Masyarakat menyebut masjid adalah rumah Allah swt yang difungsikan untuk menunaikan shalat. Selain itu, biasanya masjid juga dimanfaatkan untuk proses belajar dan mengajar keagamaan atau ngaji. Namun demikian, banyak hal yang bisa direalisasikan melalui masjid untuk tujuan kemaslahatan umat secara luas.
Hal tersebut menunjukkan bahwa selain dapat menegakkan agama Allah, masjid juga
dapat digunakan untuk mewujudkan kesejahteraan dan ketertiban sosial melalui
dakwah-dakwah keagamaan. Jika di Indonesia terdiri dari masyarakat yang
majemuk, maka masjid hendaklah mendakwahkan kesejukan dalam praktik kehidupan
sehari-hari.
Al-Qur’an menyebut fungsi masjid antara lain di dalam Firman-Nya:
فِي بُيُوتٍ أَذِنَ اللَّهُ أَنْ تُرْفَعَ وَيُذْكَرَ فِيهَا اسْمُهُ يُسَبِّحُ لَهُ فِيهَا بِالْغُدُوِّ وَالْآصَالِ
رِجَالٌ
لَا تُلْهِيهِمْ تِجَارَةٌ وَلَا بَيْعٌ عَنْ ذِكْرِ اللَّهِ وَإِقَامِ الصَّلَاةِ
وَإِيتَاءِ الزَّكَاةِ ۙ يَخَافُونَ يَوْمًا تَتَقَلَّبُ فِيهِ الْقُلُوبُ
وَالْأَبْصَارُ
“Bertasbihlah kepada Allah di masjid-masjid yang telah diperintahkan untuk dimuliakan dan disebut nama-Nya di dalamnya pada waktu pagi dan petang. Orang-orang yang tidak dilalaikan oleh perniagaan, dan tidak (pula) oleh jual-beli, atau aktivitas apapun dan mengingat Allah, dan (dari) mendirikan shalat, membayarkan zakat, mereka takut kepada suatu hari yang (di hari itu) hati dan penglihatan menjadi guncang.” (QS. An-Nur: 36-37)
Perintah bertasbih bukan hanya berarti mengucapkan Subhanallah, melainkan lebih
luas lagi, sesuai dengan makna yang dicakup oleh kata tersebut beserta
konteksnya. Sedangkan arti dan konteks-konteks tersebut dapat disimpulkan
dengan kata taqwa.
Sedangkan taqwa sendiri tidak hanya diwujudkan dalam hablum minallah (hubungan
dengan Allah), tetapi juga hablum minannas (hubungan sesama manusia) serta
hablum minal alam (hubungan dengan alam/lingkungan). Di titik ini, masjid
hendaknya menjadi titik tolak perubahan ke arah masyarakat yang berkeadilan di
segala lini.
Terkait arti masjid ini, Pakar Tafsir Al-Qur’an asal Indonesia, Muhammad
Quraish Shihab dalam buku karyanya Wawasan Al-Qur’an: Tafsir Maudhu'i atas
Pelbagai Persoalan Umat (Mizan, 2000) menguraikan, kata masjid terulang
sebanyak 28 (dua puluh delapan) kali di dalam Al-Qur’an. Dari segi bahasa, kata
masjid terambil dari akar kata sajada-sujud, yang berarti patuh, taat, serta
tunduk dengan penuh hormat dan ta’dzim.

_Yang Harus Dikerjakan_.
Jawablah pertanyaan berikut berdasarkan teks tentang fungsi masjid di atas.
1. Selain untuk menunaikan shalat, untuk apa biasanya masjid dimanfaatkan?
2. Selain hablum minallah, dalam dua hubungan apa lagi taqwa diwujudkan?
3. Berapa kali kata masjid terulang di dalam Al-Qur’an menurut uraian Muhammad Quraish Shihab?

_Informasi Sumber_.
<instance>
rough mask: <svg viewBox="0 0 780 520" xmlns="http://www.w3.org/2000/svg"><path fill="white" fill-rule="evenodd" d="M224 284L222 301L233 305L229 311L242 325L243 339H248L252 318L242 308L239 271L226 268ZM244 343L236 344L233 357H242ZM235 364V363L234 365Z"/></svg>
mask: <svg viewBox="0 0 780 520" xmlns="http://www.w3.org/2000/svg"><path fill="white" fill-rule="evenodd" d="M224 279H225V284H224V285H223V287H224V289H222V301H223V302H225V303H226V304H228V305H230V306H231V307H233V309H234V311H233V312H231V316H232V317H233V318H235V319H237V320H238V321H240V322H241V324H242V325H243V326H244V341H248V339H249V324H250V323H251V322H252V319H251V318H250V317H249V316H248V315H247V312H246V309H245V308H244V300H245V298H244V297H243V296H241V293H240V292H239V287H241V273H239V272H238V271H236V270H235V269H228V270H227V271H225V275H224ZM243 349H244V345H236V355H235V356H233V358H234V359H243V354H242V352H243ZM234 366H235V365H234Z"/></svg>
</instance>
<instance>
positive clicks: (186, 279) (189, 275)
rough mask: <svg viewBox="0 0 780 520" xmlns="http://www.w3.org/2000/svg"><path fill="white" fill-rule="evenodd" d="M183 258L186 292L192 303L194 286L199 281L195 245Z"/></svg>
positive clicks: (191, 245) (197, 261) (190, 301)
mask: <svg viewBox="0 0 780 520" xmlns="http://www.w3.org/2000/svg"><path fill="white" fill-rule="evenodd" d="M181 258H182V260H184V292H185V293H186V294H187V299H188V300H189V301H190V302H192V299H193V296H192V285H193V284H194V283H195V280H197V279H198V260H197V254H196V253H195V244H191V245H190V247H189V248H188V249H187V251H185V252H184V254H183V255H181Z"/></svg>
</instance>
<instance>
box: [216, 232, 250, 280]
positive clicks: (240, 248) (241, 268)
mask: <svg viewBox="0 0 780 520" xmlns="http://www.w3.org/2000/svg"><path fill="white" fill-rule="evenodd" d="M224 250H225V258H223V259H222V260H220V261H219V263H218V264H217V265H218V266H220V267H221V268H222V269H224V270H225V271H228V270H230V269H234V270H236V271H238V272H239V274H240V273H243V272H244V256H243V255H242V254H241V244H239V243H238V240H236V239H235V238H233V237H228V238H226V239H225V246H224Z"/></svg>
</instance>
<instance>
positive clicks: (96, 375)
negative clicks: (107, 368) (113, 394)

_Jawaban_.
1. Untuk proses belajar dan mengajar keagamaan atau ngaji.
2. Hablum minannas (hubungan sesama manusia) dan hablum minal alam (hubungan dengan alam/lingkungan).
3. Sebanyak 28 (dua puluh delapan) kali.